> Text excerpt:
•••

March 4, 2002 at 8:22 am
Hello,
My firm is developing an Active Server Pages application that connects to SQL Server 2000(SP1) from an IIS web server through a firewall using ADO. My client wishes to block port 137 at the firewall for security reasons. However, this causes performance to degrade dramatically. In this configuration, it takes 5 seconds just to establish an ADO connection from web server to database server.
Named Pipes is disabled from the SQL client utility at the web server and the ADO connect string explicitly specifies the IP address, port (1433) and preferred network library (network=dbmssocn) -- also using standard security to login. Despite this attempt to force use of TCP/IP, monitoring of the firewall shows a lot of blocked traffic on port 137 when the application tries to connect.
On the database server, Named Pipes is enabled in the Server Network Utility and "NetBIOS over TCP/IP" is also enabled. I'm told the latter is needed for ARCServe backup to function properly. If "NetBIOS over TCP/IP" is disabled on the database server, then the performance seems better even with port 137 blocked but apparently this causes problems with ARCServe.
Has anyone else experienced this problem and how did you solve it?
Many thanks in advance
March 4, 2002 at 9:14 am
I did a quick netmon trace and here's what I saw...

•••

> Given entries:
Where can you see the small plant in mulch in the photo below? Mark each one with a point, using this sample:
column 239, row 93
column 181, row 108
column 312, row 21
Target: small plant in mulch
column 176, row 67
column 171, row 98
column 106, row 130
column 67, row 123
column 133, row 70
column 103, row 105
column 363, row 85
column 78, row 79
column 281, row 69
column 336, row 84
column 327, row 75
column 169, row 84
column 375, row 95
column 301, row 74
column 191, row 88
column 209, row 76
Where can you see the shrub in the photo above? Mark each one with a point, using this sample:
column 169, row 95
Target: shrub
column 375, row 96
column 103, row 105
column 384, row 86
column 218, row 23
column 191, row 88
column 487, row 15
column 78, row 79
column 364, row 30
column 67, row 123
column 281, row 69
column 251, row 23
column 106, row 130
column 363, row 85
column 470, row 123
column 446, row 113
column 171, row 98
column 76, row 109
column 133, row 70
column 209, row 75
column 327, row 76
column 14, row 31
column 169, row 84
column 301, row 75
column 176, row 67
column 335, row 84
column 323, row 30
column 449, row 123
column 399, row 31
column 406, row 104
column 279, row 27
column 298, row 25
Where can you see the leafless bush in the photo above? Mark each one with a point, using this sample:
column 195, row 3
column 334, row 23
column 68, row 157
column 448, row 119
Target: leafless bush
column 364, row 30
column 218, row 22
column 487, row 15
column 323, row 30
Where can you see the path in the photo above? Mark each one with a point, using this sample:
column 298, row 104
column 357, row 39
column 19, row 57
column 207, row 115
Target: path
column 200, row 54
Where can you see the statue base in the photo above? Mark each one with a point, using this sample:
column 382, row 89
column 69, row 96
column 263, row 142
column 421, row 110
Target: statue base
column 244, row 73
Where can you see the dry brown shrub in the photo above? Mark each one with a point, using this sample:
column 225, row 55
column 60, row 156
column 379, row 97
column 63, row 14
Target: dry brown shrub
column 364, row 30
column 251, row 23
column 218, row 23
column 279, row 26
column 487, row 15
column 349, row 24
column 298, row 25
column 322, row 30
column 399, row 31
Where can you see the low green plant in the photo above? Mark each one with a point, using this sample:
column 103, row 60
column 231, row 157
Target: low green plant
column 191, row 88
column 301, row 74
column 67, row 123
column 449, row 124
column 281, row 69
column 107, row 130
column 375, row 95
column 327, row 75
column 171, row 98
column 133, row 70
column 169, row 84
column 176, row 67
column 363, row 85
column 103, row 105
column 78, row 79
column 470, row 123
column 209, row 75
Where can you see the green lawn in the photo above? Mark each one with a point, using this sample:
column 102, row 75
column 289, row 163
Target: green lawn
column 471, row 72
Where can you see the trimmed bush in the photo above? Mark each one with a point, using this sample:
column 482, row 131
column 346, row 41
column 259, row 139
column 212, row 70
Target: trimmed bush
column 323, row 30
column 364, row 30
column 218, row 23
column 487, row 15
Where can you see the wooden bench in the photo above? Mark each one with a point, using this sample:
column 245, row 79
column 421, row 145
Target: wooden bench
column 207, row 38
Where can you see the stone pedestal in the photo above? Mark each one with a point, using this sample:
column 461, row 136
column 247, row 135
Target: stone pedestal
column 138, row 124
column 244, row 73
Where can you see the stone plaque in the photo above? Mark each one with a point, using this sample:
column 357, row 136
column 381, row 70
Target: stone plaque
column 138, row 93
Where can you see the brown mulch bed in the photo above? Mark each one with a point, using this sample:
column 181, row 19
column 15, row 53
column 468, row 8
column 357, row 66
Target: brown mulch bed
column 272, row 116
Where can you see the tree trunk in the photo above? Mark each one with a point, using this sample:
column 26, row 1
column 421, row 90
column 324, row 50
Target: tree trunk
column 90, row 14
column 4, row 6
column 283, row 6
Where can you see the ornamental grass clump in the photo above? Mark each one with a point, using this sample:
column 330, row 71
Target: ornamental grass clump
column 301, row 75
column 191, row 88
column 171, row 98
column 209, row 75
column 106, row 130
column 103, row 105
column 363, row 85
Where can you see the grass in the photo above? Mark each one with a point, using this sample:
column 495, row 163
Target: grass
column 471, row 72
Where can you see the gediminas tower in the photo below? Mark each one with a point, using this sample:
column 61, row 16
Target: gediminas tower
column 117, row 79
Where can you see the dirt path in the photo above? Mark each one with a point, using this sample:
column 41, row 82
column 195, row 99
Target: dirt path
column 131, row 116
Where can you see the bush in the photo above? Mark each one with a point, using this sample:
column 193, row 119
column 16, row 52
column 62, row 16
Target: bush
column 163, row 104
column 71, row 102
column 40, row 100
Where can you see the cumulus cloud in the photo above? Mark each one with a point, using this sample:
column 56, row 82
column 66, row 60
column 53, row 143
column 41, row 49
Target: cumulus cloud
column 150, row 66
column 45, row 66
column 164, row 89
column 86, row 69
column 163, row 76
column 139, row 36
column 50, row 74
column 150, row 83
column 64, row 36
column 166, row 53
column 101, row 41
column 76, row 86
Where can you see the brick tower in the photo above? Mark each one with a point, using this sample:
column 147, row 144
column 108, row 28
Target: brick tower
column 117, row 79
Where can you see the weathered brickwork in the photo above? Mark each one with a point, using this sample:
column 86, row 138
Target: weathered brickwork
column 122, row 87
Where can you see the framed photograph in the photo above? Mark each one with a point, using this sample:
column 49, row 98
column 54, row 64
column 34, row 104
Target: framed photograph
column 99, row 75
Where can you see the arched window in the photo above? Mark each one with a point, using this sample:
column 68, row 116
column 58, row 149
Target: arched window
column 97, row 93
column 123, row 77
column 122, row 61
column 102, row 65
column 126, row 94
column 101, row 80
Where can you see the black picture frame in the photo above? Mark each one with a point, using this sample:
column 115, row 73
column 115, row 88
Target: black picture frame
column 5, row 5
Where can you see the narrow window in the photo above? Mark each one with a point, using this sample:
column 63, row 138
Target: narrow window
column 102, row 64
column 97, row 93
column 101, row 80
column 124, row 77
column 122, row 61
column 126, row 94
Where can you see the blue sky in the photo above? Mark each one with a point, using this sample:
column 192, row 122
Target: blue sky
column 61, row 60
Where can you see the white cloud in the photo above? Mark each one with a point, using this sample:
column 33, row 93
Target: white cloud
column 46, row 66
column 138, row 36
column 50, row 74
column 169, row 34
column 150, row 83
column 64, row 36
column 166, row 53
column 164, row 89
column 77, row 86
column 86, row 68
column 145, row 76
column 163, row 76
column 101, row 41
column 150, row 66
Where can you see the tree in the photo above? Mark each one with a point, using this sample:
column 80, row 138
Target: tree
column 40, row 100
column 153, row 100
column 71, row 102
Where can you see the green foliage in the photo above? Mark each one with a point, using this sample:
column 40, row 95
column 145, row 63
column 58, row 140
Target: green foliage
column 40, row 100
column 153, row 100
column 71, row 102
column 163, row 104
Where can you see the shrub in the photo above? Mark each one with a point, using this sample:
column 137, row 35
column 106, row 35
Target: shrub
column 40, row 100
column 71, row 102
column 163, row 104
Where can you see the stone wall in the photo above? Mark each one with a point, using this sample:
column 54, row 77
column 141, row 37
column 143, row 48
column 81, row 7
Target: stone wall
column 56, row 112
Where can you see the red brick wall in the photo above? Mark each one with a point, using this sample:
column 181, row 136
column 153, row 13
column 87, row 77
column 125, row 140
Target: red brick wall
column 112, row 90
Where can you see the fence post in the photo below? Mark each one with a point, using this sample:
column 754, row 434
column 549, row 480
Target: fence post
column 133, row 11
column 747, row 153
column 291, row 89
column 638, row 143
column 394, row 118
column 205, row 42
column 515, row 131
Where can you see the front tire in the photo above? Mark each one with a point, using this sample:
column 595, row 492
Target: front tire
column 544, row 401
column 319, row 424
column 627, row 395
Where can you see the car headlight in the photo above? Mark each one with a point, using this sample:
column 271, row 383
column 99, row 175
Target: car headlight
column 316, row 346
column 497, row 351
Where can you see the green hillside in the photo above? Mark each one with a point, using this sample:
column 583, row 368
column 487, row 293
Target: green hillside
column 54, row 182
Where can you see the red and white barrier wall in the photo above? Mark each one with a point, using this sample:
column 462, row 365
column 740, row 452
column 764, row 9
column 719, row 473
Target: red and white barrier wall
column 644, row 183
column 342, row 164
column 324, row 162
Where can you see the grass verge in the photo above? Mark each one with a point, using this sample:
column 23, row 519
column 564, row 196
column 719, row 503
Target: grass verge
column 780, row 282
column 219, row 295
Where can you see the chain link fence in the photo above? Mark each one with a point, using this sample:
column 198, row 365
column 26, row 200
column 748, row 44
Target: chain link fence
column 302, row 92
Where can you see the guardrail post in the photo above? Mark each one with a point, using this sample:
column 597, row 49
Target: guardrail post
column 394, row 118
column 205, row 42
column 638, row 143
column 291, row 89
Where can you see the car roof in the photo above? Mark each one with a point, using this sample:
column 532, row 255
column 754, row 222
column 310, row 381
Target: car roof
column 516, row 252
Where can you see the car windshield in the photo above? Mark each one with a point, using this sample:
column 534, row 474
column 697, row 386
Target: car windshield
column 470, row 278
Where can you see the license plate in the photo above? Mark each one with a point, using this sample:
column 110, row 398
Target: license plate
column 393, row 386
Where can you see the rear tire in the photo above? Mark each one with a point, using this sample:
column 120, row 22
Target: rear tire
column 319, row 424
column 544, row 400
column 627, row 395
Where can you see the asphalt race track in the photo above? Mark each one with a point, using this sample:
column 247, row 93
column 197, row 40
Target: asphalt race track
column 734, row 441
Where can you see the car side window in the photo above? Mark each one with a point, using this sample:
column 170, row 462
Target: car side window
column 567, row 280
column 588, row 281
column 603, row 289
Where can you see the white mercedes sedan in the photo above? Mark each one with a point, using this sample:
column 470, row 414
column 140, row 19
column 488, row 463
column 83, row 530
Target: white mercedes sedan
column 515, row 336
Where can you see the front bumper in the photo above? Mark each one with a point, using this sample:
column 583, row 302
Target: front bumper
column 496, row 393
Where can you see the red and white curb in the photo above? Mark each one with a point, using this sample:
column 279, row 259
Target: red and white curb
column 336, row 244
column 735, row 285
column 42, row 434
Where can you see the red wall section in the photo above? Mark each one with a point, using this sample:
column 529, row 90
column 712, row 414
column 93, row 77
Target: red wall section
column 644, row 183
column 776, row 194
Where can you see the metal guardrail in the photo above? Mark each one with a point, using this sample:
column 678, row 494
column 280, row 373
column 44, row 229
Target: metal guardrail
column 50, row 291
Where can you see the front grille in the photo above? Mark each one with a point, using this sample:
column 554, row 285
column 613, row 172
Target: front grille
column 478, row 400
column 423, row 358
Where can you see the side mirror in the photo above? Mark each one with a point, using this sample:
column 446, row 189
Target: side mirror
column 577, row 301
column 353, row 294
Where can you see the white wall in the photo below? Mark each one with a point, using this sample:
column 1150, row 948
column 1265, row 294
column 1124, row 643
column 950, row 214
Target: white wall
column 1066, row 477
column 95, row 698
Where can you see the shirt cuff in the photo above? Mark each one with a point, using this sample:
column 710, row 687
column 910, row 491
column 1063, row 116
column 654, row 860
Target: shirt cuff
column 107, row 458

•••

> To do:
In the forum post about slow ADO connections, what does the ADO connect string explicitly specify?

> Solution:
- The IP address
- The port (1433)
- The preferred network library (network=dbmssocn)